> **EXERCISE DESCRIPTION**
Repeat exactly, and only, the lines from the one holding "the red tile" through the last line of the records below.
::: RECORDS SUPPLIED
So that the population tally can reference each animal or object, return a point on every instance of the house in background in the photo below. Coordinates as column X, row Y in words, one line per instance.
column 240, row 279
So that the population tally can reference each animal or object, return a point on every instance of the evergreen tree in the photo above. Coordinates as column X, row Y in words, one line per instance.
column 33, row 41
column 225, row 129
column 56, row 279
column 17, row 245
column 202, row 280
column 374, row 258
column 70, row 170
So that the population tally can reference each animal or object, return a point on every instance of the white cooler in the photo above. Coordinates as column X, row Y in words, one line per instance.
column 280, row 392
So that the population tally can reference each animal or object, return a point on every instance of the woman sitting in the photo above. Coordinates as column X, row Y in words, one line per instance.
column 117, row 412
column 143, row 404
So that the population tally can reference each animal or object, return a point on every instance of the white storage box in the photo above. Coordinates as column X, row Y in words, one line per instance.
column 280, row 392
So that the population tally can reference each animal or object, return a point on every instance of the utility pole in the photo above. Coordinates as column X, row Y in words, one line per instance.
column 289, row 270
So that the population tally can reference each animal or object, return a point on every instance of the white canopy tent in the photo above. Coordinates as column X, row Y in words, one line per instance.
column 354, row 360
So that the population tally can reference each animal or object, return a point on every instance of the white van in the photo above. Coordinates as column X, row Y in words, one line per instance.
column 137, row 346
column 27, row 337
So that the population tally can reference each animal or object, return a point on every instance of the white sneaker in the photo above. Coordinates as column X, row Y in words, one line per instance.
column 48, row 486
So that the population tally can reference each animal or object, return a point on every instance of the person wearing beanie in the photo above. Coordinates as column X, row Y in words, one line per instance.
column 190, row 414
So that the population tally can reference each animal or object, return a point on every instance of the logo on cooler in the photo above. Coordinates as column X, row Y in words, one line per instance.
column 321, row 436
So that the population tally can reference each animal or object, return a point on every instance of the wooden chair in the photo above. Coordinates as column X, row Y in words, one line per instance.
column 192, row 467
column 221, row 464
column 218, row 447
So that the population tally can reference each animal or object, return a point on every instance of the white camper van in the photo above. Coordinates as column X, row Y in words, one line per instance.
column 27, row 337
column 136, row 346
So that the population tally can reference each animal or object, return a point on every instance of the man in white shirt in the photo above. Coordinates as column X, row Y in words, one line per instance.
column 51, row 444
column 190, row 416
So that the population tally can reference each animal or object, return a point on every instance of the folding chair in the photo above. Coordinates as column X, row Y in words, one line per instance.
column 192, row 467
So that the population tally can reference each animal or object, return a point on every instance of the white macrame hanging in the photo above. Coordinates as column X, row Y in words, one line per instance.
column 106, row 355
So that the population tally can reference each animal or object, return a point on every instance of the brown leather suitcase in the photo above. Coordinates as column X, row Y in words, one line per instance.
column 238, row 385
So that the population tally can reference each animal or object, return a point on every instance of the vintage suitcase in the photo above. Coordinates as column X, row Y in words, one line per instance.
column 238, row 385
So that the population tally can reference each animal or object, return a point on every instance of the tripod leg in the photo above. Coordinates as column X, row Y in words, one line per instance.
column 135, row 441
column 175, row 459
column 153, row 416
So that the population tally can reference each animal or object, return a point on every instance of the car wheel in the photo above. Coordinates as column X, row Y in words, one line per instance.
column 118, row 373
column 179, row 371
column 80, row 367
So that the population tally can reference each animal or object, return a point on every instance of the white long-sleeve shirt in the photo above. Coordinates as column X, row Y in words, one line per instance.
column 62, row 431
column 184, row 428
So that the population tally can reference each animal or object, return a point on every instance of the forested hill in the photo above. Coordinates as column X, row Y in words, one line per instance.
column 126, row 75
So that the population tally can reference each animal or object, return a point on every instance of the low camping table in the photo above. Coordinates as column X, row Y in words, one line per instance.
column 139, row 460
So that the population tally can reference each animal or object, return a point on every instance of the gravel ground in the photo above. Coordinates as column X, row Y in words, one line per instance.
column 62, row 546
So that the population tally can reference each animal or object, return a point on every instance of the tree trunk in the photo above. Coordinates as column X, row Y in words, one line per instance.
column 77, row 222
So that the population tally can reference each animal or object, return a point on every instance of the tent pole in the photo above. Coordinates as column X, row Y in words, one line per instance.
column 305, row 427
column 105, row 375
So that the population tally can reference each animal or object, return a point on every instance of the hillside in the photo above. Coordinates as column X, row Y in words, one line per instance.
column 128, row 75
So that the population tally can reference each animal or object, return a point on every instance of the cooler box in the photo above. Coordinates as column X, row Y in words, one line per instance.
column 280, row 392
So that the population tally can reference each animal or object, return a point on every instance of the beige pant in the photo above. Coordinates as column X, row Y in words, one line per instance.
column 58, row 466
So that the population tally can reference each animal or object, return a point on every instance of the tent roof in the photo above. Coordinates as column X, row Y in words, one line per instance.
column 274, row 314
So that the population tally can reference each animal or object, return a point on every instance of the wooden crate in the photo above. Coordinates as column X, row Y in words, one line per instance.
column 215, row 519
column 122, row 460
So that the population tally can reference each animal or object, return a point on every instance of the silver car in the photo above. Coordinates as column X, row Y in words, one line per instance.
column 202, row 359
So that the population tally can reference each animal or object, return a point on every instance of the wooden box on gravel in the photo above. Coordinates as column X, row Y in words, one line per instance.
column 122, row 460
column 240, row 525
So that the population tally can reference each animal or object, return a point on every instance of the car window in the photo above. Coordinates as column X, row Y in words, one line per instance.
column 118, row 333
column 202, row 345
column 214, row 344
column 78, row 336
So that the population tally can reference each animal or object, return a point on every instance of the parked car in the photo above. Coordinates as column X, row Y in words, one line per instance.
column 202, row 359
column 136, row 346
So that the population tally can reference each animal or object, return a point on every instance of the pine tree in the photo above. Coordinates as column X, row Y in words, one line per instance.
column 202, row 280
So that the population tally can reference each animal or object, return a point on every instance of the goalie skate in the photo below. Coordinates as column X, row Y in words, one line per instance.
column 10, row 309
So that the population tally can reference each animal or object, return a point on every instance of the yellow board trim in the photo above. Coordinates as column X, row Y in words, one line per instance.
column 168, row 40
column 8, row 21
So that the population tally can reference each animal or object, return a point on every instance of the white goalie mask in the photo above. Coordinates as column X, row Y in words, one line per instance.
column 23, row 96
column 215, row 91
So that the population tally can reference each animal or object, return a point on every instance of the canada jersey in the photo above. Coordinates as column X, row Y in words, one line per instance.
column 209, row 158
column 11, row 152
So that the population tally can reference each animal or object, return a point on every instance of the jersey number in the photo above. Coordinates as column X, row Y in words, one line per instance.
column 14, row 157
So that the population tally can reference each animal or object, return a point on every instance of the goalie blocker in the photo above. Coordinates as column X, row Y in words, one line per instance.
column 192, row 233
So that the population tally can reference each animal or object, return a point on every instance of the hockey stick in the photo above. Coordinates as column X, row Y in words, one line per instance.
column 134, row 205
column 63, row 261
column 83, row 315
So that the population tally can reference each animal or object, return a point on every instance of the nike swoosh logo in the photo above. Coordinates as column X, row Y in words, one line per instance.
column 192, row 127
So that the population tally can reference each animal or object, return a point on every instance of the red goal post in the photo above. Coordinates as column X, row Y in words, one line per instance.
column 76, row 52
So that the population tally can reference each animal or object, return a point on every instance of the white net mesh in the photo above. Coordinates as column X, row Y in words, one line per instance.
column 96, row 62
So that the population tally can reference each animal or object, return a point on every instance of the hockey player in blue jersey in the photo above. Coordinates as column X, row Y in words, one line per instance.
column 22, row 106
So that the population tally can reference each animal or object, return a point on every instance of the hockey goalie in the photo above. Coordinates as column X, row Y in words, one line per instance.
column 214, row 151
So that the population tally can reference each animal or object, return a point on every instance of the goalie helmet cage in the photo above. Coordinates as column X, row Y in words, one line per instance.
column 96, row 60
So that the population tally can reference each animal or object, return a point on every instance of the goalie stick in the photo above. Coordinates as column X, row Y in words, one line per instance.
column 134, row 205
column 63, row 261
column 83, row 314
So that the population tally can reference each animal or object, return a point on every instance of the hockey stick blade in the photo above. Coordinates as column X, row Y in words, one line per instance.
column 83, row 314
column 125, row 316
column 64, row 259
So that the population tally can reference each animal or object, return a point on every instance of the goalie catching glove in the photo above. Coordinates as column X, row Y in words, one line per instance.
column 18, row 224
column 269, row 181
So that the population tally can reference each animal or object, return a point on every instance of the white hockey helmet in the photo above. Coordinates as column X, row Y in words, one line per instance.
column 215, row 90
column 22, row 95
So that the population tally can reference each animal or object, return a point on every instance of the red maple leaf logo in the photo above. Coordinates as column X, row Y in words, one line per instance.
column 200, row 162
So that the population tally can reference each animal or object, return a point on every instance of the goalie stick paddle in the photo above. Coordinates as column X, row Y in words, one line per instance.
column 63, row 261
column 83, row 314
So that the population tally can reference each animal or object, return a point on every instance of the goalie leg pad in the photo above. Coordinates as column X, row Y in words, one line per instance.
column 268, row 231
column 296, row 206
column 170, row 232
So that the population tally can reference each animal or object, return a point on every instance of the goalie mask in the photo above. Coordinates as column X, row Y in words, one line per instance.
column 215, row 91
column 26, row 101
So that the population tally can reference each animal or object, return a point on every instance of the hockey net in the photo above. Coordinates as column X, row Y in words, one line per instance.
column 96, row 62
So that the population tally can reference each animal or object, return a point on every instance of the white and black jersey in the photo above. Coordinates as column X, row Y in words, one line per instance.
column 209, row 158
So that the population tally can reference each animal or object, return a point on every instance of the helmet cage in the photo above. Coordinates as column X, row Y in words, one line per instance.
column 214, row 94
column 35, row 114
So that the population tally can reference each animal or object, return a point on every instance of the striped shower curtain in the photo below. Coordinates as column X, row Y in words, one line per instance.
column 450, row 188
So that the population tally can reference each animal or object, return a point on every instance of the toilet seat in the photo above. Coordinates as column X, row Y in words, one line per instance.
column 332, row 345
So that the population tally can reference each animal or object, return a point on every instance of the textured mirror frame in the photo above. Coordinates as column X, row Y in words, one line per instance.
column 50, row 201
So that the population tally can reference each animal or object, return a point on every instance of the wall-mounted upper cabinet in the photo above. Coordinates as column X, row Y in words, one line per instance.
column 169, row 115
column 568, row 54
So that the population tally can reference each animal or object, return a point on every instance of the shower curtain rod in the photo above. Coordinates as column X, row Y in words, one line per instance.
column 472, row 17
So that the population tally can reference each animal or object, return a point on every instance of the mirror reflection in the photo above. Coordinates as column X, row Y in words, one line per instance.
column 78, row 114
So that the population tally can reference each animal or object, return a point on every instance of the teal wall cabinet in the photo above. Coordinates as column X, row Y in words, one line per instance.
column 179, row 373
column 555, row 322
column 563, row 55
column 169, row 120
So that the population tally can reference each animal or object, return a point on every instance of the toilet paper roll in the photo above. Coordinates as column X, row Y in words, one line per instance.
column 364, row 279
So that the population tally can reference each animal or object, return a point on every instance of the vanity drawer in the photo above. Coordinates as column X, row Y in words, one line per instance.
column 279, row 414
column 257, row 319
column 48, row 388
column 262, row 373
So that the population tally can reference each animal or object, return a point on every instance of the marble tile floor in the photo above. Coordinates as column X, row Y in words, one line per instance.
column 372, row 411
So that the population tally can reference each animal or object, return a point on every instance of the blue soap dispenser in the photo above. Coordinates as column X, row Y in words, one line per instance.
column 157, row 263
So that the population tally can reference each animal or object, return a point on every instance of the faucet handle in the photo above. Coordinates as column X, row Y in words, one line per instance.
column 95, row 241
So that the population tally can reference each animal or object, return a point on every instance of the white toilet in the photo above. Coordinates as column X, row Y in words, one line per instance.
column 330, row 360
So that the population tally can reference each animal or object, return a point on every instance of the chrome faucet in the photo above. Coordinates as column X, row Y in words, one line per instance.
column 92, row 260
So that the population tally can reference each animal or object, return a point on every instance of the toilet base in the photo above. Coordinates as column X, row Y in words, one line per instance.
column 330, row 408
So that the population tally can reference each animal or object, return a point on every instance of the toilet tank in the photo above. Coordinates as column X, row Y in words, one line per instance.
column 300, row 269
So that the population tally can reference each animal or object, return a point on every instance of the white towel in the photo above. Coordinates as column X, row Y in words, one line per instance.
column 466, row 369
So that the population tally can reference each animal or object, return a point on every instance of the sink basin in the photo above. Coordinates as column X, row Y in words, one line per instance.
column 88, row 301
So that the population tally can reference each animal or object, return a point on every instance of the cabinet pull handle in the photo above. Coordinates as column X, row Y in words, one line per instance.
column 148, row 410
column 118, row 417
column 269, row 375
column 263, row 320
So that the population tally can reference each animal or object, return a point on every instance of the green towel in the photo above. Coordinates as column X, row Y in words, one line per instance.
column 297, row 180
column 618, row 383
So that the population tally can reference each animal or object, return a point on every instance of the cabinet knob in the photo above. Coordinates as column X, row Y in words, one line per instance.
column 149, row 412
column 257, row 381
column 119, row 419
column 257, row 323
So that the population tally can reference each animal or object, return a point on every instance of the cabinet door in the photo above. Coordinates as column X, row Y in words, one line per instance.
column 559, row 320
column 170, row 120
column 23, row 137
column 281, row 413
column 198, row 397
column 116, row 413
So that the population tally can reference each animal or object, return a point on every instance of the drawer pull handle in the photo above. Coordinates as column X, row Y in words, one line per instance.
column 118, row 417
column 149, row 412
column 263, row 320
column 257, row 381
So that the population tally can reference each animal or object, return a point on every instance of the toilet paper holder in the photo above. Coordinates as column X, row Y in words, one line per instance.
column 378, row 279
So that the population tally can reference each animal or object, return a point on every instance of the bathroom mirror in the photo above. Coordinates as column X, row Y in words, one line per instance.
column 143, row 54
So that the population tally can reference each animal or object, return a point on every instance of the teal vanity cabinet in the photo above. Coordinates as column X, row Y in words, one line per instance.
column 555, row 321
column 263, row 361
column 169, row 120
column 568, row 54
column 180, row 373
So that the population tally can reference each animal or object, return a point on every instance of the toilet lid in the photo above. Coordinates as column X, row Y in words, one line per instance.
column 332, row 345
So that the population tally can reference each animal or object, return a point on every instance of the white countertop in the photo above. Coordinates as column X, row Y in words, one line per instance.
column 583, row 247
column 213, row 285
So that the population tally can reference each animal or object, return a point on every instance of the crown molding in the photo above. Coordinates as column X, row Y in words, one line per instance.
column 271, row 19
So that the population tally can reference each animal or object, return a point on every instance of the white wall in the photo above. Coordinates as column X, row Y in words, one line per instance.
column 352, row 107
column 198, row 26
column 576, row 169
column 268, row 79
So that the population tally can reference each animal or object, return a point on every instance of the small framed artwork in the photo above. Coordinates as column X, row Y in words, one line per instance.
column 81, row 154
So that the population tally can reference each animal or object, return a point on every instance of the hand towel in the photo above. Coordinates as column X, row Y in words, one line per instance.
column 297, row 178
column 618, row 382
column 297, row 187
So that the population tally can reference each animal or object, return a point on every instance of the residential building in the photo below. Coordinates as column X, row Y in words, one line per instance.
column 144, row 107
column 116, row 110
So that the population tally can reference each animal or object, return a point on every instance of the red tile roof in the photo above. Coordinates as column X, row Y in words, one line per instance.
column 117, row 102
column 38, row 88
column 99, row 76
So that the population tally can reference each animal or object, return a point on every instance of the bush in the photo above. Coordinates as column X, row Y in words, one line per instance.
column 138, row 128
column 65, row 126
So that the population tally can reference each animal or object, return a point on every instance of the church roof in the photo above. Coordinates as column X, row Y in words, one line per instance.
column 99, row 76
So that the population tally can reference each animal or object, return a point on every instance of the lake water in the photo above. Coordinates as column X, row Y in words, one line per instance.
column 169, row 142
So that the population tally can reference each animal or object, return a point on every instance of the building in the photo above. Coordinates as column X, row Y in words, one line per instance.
::::::
> **RESULT BELOW**
So that the population tally can reference each animal or object, return a point on every instance of the red tile roof in the photo above. Coordinates as column X, row Y in words, one line per instance.
column 117, row 102
column 38, row 88
column 99, row 76
So that the population tally can reference each animal or object, return a point on every instance of the bush in the photo above. Coordinates as column X, row Y in words, one line per instance.
column 138, row 128
column 65, row 126
So that the population tally can reference each animal or object, return a point on every instance of the church roof in the photo above. Coordinates as column X, row Y in words, one line per instance.
column 99, row 76
So that the population tally can reference each animal or object, return a point on every instance of the lake water in the photo above. Coordinates as column X, row Y in words, one line per instance.
column 169, row 142
So that the population tally can reference each animal or object, return a point on every instance of the building in the photo above. Coordinates as column X, row Y in words, one line per instance.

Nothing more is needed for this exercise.